* **Görev**
Ramazan alışverişiyle ilgili yazıda "TÜKETİCİLER Birliği vatandaşları" ile başlayıp "arttığını ifade etti." ile biten bölümü hiç değiştirmeden alıntılayın.

* **Belge Metni**
========================================
Oruçluyken alışveriş daha çok tükettiriyor

Güncelleme Tarihi:

Oruçluyken alışveriş daha çok tükettiriyor
Oluşturulma Tarihi: Ağustos 17, 2010 00:00

Vatandaşları Ramazan ayında aç karnına alışveriş yapmaması konusunda uyaran Tüketiciler Birliği Genel Başkanı Nazım Kaya, iftar ve sonrasında gıda tüketiminin düşünüldüğü kadar fazla olmadığının altını çizdi.

TÜKETİCİLER Birliği vatandaşları oruçluyken markete gitmemesi konusunda uyardı. Tüketiciler Birliği Genel Başkanı Nazım Kaya, her yıl ramazan ayında vatandaşların, iftar ve sahur sofralarını zenginleştirmek için diğer aylara oranla daha fazla gıda alışverişi yaptığını söyledi.

Ramazandan birkaç gün önce market, pazar ve çarşı alışverişlerinde hareketlilik yaşandığının altını çizen Kaya, bu dönemlerde harcamaların, özellikle kredi kartı kullanımının arttığını ifade etti.
Gıda tüketiminin yüksek olması nedeniyle birçok işletmenin cazip kampanyalarla tüketiciyi alışverişe yönlendirdiğine dikkat çeken Kaya, şunları söyledi:

Liste hazırlayın

“Öncelikle tüketicilerin sağlıklı, kaliteli ve ucuz gıda tüketimi için dikkatli olmalarını istiyoruz. Bunun dışında, ramazan ayında oruçluyken alışveriş yapılıyor. Bu da tüketimi artırıyor. Özellikle iftar sofralarını zenginleştirme düşüncesi ve açlığın yarattığı sinir ve stresle tüketici, ürünlerin çoğundan almaya çalışıyor. Oruçluyken, zaman geçirmek adına alışveriş merkezleri ve marketler tercih ediliyor. Alışveriş gün içinde yapılacaksa evde bir liste hazırlanmalı ve bunun dışına kesinlikle çıkılmamalıdır. Mümkünse kredi kartı evde bırakılmalıdır. Kredi kartıyla yapılan alışverişlerin daha sonra bütçeyi zorlayacağı unutulmamalıdır.”
========================================
* **Verilen Malzeme**
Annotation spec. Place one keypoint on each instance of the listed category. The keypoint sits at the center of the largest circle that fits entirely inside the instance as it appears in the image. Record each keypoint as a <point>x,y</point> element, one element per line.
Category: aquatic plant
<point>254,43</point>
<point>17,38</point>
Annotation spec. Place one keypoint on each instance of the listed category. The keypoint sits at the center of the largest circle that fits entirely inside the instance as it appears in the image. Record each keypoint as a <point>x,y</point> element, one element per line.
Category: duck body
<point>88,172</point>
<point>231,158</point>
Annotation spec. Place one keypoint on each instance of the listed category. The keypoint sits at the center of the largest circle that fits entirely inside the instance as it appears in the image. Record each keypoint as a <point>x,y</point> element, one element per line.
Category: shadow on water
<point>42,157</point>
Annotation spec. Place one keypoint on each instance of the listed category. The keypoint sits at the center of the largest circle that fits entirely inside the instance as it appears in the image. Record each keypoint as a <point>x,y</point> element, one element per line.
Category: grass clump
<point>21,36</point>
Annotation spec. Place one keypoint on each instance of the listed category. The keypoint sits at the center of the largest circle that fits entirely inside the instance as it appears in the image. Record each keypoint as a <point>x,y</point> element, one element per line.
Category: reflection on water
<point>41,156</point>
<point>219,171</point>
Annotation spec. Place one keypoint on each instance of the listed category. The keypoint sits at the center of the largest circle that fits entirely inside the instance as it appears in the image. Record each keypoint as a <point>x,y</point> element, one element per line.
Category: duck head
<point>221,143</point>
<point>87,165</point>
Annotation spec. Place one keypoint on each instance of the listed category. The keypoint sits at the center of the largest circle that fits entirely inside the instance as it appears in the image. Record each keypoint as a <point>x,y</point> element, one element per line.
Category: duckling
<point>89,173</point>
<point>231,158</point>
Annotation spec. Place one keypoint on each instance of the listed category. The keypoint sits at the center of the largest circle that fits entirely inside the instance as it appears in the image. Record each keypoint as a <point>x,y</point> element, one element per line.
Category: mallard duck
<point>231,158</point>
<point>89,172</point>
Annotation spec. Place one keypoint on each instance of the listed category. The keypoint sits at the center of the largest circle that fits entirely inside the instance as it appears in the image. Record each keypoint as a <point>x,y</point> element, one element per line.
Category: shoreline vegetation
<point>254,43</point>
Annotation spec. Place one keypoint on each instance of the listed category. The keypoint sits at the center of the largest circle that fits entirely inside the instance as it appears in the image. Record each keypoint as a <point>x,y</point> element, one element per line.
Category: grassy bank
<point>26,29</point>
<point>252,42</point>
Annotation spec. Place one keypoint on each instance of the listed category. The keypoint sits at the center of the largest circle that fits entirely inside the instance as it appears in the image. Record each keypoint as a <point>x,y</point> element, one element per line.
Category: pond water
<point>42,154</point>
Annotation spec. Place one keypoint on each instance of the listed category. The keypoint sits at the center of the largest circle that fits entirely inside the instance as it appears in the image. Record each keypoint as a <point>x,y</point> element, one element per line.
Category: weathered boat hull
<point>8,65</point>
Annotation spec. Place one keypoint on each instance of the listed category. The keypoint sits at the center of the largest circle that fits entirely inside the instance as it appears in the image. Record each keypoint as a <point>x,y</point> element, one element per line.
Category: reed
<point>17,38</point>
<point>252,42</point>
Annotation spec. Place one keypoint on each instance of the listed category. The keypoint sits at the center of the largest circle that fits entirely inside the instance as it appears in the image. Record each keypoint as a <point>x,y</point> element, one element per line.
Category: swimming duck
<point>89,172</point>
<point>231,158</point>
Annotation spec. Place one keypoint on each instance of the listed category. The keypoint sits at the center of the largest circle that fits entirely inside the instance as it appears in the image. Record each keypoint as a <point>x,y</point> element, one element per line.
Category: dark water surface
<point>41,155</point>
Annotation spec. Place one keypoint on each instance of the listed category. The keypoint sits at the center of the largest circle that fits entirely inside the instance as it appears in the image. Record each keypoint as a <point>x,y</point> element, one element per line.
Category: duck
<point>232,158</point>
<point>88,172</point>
========================================
* **Çözülmüş Alıştırma**
TÜKETİCİLER Birliği vatandaşları oruçluyken markete gitmemesi konusunda uyardı. Tüketiciler Birliği Genel Başkanı Nazım Kaya, her yıl ramazan ayında vatandaşların, iftar ve sahur sofralarını zenginleştirmek için diğer aylara oranla daha fazla gıda alışverişi yaptığını söyledi.

Ramazandan birkaç gün önce market, pazar ve çarşı alışverişlerinde hareketlilik yaşandığının altını çizen Kaya, bu dönemlerde harcamaların, özellikle kredi kartı kullanımının arttığını ifade etti.